* _Objective_
Make an exact copy of the lines below.

** BEGIN Extracted information **

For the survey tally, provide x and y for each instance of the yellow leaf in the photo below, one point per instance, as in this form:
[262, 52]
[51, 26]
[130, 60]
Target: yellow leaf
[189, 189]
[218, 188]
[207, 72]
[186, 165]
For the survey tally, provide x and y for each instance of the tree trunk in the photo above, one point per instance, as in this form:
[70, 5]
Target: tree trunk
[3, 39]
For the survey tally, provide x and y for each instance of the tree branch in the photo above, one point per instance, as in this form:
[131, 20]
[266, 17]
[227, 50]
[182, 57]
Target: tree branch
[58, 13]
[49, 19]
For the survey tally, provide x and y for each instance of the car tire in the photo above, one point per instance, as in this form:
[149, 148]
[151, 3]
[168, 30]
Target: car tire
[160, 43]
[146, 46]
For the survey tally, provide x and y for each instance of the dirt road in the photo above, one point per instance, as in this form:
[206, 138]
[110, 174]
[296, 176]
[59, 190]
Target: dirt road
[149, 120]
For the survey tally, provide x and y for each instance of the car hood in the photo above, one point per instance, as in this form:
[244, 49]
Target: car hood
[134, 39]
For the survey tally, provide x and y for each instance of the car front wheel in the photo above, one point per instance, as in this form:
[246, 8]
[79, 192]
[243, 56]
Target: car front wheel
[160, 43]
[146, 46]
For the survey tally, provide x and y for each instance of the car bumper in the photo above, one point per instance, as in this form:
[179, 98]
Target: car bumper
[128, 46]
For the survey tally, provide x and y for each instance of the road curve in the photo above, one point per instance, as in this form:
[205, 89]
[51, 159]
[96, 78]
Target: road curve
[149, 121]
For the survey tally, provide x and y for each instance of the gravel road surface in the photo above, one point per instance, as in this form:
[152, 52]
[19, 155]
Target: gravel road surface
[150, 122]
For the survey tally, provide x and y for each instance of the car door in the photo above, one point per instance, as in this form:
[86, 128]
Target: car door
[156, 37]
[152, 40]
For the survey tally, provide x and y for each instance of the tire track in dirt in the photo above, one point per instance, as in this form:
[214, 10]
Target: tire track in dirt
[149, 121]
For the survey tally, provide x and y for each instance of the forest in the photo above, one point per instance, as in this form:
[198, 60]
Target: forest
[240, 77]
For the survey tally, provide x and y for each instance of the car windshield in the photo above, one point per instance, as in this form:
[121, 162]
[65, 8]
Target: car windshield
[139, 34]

** END Extracted information **

* _Response to this exercise_
For the survey tally, provide x and y for each instance of the yellow leaf in the photo below, one point per instance, as in this form:
[262, 52]
[51, 26]
[130, 60]
Target: yellow leaf
[189, 189]
[218, 188]
[207, 72]
[186, 165]
For the survey tally, provide x and y for each instance of the tree trunk in the photo above, one point per instance, as in this form:
[70, 5]
Target: tree trunk
[3, 39]
For the survey tally, provide x and y for each instance of the tree branch in the photo above, one point per instance, as in this form:
[131, 20]
[266, 17]
[227, 50]
[182, 57]
Target: tree branch
[58, 13]
[49, 19]
For the survey tally, provide x and y for each instance of the car tire in the photo above, one point per instance, as in this form:
[149, 148]
[151, 3]
[168, 30]
Target: car tire
[160, 43]
[146, 46]
For the survey tally, provide x and y for each instance of the dirt road in the photo above, one point per instance, as in this form:
[206, 138]
[110, 174]
[296, 176]
[59, 190]
Target: dirt road
[149, 120]
For the survey tally, provide x and y for each instance of the car hood in the photo above, one point per instance, as in this form:
[244, 49]
Target: car hood
[134, 39]
For the survey tally, provide x and y for each instance of the car front wheel in the photo above, one point per instance, as in this form:
[246, 8]
[79, 192]
[243, 56]
Target: car front wheel
[160, 43]
[146, 46]
For the survey tally, provide x and y for each instance of the car bumper in the photo above, one point per instance, as in this form:
[179, 98]
Target: car bumper
[128, 46]
For the survey tally, provide x and y for each instance of the road curve in the photo above, one point per instance, as in this form:
[205, 89]
[51, 159]
[96, 78]
Target: road curve
[149, 121]
For the survey tally, provide x and y for each instance of the gravel road surface in the photo above, one point per instance, as in this form:
[152, 52]
[19, 155]
Target: gravel road surface
[150, 122]
For the survey tally, provide x and y for each instance of the car door in the photo above, one point per instance, as in this form:
[86, 128]
Target: car door
[156, 37]
[152, 40]
For the survey tally, provide x and y for each instance of the tire track in dirt in the photo above, one point per instance, as in this form:
[214, 10]
Target: tire track in dirt
[149, 121]
For the survey tally, provide x and y for each instance of the forest in the photo above, one point per instance, as in this form:
[198, 60]
Target: forest
[240, 77]
For the survey tally, provide x and y for each instance of the car windshield in the photo above, one point per instance, as in this form:
[121, 162]
[65, 8]
Target: car windshield
[139, 34]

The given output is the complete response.